+++ Seitentext

Es gibt gewisse Parallelen zum Fall "Jessica", der als einer der schlimmsten Fälle von Kindesmisshandlung in die deutsche Kriminalgeschichte eingegangen ist. Ihre Eltern hatten die Siebenjährige in einem Raum ohne Tageslicht eingeschlossen, das ausgemergelte Mädchen konnte nicht sprechen und am Ende nur noch kriechen. Vor lauter Hunger hatte es angefangen, seine eigenen Haare zu essen. Jessica starb 2005, keine zehn Kilo schwer, nach jahrelangem Martyrium in einer Jenfelder Hochhaus-Siedlung den Hungertod. Kaum jemand hatte überhaupt von ihrer Existenz gewusst. Noch mehr erinnert an den Fall des verhungerten Florians aus Frankfurt/Oder. Seine arbeitslosen Eltern, ebenfalls Heranwachsende, hatten ihr sechs Monate altes Babys systematisch vernachlässigt. Schrie der Kleine, drehten sie den Fernseher lauter. Am Ende wog Florian weniger als bei der Geburt. Ihren zwei wohlgenährten Hunden, ihren fünf Katzen, Meerschweinen und Fischen hingegen ging es prächtig. Die Eltern wurden 2008 zu sieben und zehn Jahren Haft verurteilt.

++++++
+++ Gegebene Daten

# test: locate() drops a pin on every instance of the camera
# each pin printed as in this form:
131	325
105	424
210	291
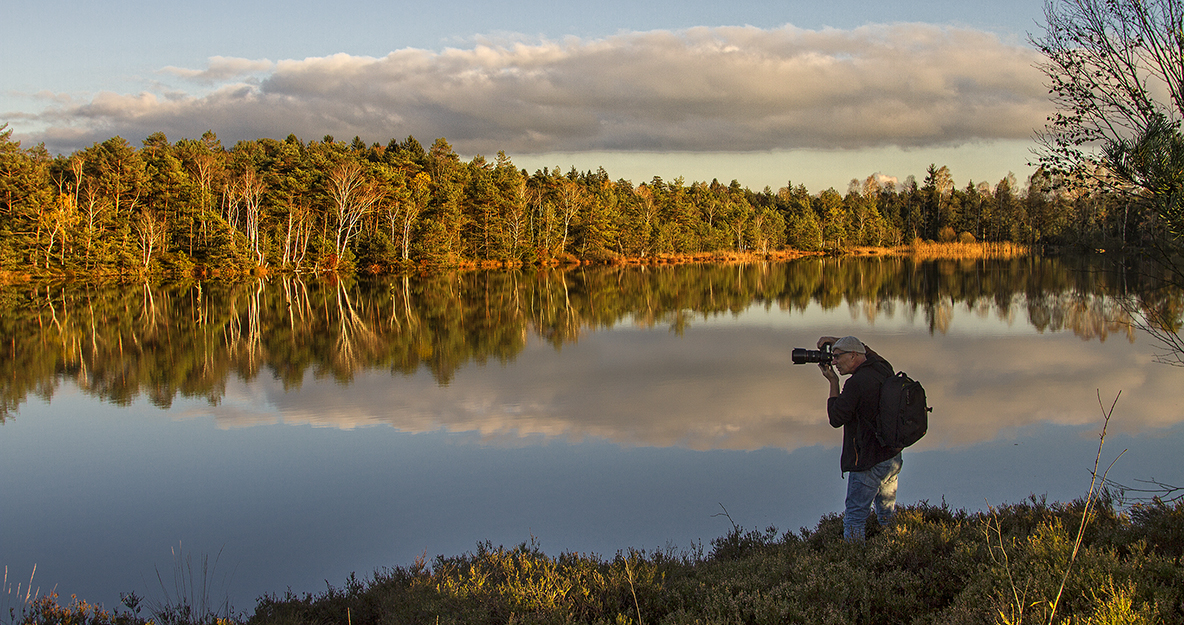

++++++

Aufgabenstellung: Zu welchen Strafen wurden die Eltern von Florian laut dem Seitentext im Jahr 2008 verurteilt?

Antwort: Zu sieben und zehn Jahren Haft.